Entries taken from a collection
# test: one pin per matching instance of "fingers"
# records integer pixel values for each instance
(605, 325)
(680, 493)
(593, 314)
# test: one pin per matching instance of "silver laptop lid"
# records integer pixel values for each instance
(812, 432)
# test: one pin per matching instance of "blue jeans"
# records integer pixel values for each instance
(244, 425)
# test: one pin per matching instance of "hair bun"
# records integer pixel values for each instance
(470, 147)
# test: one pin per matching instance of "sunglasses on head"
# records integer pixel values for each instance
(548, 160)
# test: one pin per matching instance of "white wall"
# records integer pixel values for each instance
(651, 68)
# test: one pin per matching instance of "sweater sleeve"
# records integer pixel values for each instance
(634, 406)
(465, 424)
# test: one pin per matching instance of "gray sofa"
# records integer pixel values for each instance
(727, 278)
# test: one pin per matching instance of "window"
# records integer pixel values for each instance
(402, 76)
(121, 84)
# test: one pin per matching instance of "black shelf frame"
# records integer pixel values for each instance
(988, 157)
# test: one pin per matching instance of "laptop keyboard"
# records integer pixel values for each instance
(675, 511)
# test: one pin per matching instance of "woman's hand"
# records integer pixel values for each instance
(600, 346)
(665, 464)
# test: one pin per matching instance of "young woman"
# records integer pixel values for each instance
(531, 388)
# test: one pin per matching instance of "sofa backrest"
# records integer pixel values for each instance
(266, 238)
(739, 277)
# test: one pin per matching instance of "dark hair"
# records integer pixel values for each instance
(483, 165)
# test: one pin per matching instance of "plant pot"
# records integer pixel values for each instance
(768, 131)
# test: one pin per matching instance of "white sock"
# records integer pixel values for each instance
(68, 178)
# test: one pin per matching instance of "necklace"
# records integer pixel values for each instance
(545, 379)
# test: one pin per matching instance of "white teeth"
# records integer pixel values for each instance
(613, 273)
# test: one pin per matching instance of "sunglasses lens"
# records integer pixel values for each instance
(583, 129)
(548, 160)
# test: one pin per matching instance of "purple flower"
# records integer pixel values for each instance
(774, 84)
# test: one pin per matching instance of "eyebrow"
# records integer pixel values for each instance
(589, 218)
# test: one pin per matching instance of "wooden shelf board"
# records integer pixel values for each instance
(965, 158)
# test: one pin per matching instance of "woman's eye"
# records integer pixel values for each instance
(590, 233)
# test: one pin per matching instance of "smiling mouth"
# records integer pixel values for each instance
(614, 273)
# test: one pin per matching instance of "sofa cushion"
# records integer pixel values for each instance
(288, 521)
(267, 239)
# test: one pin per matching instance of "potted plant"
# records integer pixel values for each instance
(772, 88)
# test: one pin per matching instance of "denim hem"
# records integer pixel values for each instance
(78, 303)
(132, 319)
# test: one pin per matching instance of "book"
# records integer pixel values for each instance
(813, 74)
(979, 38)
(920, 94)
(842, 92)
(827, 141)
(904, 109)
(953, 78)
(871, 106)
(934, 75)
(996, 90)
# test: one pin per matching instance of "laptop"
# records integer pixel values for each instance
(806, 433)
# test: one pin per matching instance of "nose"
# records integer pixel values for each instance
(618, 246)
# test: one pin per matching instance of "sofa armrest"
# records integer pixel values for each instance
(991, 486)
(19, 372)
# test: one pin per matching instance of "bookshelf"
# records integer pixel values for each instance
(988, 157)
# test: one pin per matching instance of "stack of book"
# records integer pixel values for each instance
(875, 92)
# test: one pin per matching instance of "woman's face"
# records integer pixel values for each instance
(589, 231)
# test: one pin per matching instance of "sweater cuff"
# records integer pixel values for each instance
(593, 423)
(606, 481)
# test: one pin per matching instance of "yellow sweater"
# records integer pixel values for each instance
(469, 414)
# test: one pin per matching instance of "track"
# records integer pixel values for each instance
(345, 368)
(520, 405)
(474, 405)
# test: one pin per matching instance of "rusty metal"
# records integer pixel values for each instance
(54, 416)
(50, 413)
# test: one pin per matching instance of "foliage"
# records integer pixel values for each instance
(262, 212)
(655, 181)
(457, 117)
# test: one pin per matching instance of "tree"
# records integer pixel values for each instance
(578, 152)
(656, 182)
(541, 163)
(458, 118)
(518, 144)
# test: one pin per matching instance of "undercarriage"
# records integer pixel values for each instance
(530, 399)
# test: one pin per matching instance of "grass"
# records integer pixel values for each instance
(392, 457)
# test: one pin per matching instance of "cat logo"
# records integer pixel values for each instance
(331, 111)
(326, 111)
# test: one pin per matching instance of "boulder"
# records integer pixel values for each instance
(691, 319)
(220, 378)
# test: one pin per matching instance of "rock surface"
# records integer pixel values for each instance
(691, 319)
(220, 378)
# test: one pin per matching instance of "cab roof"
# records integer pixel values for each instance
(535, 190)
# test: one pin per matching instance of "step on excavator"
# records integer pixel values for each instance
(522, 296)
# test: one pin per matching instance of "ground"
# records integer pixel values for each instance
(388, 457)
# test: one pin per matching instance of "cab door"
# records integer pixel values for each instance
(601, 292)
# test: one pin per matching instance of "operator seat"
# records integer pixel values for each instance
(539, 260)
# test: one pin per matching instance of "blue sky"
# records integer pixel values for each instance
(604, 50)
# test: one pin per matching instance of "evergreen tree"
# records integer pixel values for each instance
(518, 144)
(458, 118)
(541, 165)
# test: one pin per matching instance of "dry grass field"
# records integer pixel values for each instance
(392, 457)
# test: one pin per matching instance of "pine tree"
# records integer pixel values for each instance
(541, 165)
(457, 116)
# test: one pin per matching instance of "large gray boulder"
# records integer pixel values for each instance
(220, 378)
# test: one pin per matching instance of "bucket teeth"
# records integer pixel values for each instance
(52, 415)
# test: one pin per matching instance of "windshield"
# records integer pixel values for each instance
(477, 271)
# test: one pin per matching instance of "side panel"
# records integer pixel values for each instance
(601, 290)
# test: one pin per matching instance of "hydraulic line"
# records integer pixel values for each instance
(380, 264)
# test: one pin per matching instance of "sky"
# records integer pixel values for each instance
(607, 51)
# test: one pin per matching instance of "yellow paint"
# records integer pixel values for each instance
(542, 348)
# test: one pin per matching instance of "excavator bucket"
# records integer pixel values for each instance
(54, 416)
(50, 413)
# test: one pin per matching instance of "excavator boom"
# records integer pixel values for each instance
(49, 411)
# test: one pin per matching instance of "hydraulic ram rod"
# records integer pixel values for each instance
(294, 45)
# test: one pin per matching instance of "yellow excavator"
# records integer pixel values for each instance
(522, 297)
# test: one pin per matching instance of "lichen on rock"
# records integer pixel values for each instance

EXERCISE TASK —
Each line above must be reproduced exactly as it stands.

OUTPUT FOR THIS TASK —
# test: one pin per matching instance of "fingers"
# records integer pixel values for each instance
(605, 325)
(680, 493)
(593, 314)
# test: one pin per matching instance of "silver laptop lid"
# records integer pixel values for each instance
(812, 432)
# test: one pin per matching instance of "blue jeans"
# records integer pixel values for each instance
(244, 425)
# test: one pin per matching instance of "hair bun"
# records integer pixel values for each instance
(470, 147)
# test: one pin per matching instance of "sunglasses on head"
# records integer pixel values for each instance
(548, 160)
# test: one pin per matching instance of "white wall"
# records integer pixel values for each instance
(651, 68)
# test: one pin per matching instance of "sweater sleeve"
# records integer pixel values for each instance
(634, 406)
(465, 424)
# test: one pin per matching instance of "gray sofa"
# records integer pixel values for each instance
(727, 278)
# test: one pin per matching instance of "window"
# records integer pixel values for each instance
(402, 76)
(121, 84)
# test: one pin per matching instance of "black shelf frame"
# records integer pixel values for each instance
(988, 157)
# test: one pin per matching instance of "laptop keyboard"
# records integer pixel values for each instance
(675, 511)
# test: one pin per matching instance of "woman's hand"
# records integer pixel values for each instance
(600, 346)
(665, 464)
# test: one pin per matching instance of "young woman"
# records integer pixel values for each instance
(531, 388)
# test: one pin per matching instance of "sofa backrest"
# records integer pixel values for each instance
(266, 238)
(739, 277)
# test: one pin per matching instance of "dark hair"
# records integer pixel values for each instance
(483, 165)
# test: one pin per matching instance of "plant pot"
# records integer pixel values for each instance
(768, 131)
# test: one pin per matching instance of "white sock"
# records integer pixel values for each instance
(68, 178)
# test: one pin per matching instance of "necklace"
# records integer pixel values for each instance
(545, 379)
# test: one pin per matching instance of "white teeth"
# records integer pixel values for each instance
(613, 273)
# test: one pin per matching instance of "sunglasses lens"
# records integer pixel values for each instance
(583, 129)
(548, 160)
# test: one pin per matching instance of "purple flower"
# records integer pixel values for each instance
(774, 84)
# test: one pin per matching instance of "eyebrow"
# records integer pixel values for each instance
(589, 218)
# test: one pin per matching instance of "wooden shelf board"
# records integer pixel values for each instance
(965, 158)
# test: one pin per matching instance of "woman's eye"
# records integer pixel values for each instance
(590, 233)
# test: one pin per matching instance of "smiling mouth"
# records integer pixel values for each instance
(614, 273)
# test: one pin per matching instance of "sofa cushion"
# records integer pixel values for each instance
(288, 521)
(267, 239)
# test: one pin per matching instance of "potted plant"
# records integer pixel values for each instance
(772, 88)
# test: one pin per matching instance of "denim hem"
# records integer pixel values for each instance
(78, 303)
(132, 319)
# test: one pin per matching instance of "book"
# records integer pixel values for each instance
(813, 74)
(979, 38)
(920, 94)
(842, 92)
(827, 141)
(904, 109)
(953, 78)
(871, 106)
(934, 75)
(996, 90)
# test: one pin per matching instance of "laptop"
# records integer pixel values for each instance
(806, 433)
# test: one pin per matching instance of "nose"
# records integer pixel values for each instance
(618, 246)
# test: one pin per matching instance of "sofa armrest"
# records integer pixel values for each instance
(991, 486)
(19, 372)
# test: one pin per matching instance of "bookshelf"
# records integer pixel values for each instance
(988, 157)
# test: one pin per matching instance of "stack of book"
# records integer pixel values for each instance
(875, 92)
# test: one pin per matching instance of "woman's face"
# records integer pixel values for each instance
(589, 231)
# test: one pin per matching instance of "sweater cuff"
# records integer pixel values for each instance
(593, 423)
(606, 481)
# test: one pin per matching instance of "yellow sweater"
# records integer pixel values for each instance
(469, 414)
# test: one pin per matching instance of "track"
# records integer pixel values for each instance
(345, 368)
(520, 405)
(474, 405)
# test: one pin per matching instance of "rusty metal"
# records integer pixel values for each instance
(54, 416)
(50, 413)
# test: one pin per matching instance of "foliage"
# records integer pixel values for each instance
(262, 212)
(655, 181)
(457, 117)
# test: one pin per matching instance of "tree"
# records integer pixel values for each instance
(578, 152)
(656, 182)
(541, 163)
(458, 118)
(518, 144)
# test: one pin per matching instance of "undercarriage"
# records integer pixel values for each instance
(530, 399)
# test: one pin per matching instance of "grass"
# records integer pixel values for each instance
(392, 457)
# test: one pin per matching instance of "cat logo"
# records integer pixel values for each instance
(331, 111)
(326, 111)
# test: one pin per matching instance of "boulder"
# records integer pixel values for each instance
(691, 319)
(220, 378)
# test: one pin per matching instance of "rock surface"
# records integer pixel values for each instance
(691, 319)
(220, 378)
# test: one pin per matching instance of "cab roof"
# records integer pixel values for each instance
(535, 190)
# test: one pin per matching instance of "step on excavator"
# records integer pixel values for each instance
(522, 296)
# test: one pin per matching instance of "ground"
# records integer pixel values for each instance
(388, 457)
# test: one pin per matching instance of "cab door"
# records integer pixel values for each instance
(601, 292)
# test: one pin per matching instance of "operator seat"
# records integer pixel values for each instance
(539, 260)
# test: one pin per matching instance of "blue sky"
# records integer pixel values for each instance
(604, 50)
# test: one pin per matching instance of "evergreen tree"
# records integer pixel values for each instance
(518, 144)
(458, 118)
(541, 165)
# test: one pin per matching instance of "dry grass field"
# records integer pixel values for each instance
(392, 457)
# test: one pin per matching instance of "pine tree"
# records integer pixel values for each instance
(541, 165)
(457, 116)
# test: one pin per matching instance of "large gray boulder"
# records integer pixel values for each instance
(220, 378)
# test: one pin per matching instance of "bucket teeth"
# records integer pixel values for each instance
(52, 415)
# test: one pin per matching instance of "windshield"
# records integer pixel values for each instance
(477, 271)
# test: one pin per matching instance of "side panel"
# records integer pixel values for each instance
(601, 290)
# test: one pin per matching instance of "hydraulic line"
# records integer pixel values for each instance
(380, 264)
# test: one pin per matching instance of "sky"
# records integer pixel values for each instance
(607, 51)
# test: one pin per matching instance of "yellow paint"
# records integer pixel values for each instance
(542, 348)
# test: one pin per matching instance of "excavator bucket"
# records integer pixel values for each instance
(54, 416)
(50, 413)
# test: one pin per matching instance of "excavator boom"
# records integer pixel values for each instance
(49, 411)
# test: one pin per matching instance of "hydraulic ram rod"
# records integer pixel values for each instance
(294, 45)
# test: one pin per matching instance of "yellow excavator"
# records integer pixel values for each instance
(522, 297)
# test: one pin per matching instance of "lichen on rock"
# records integer pixel values for each instance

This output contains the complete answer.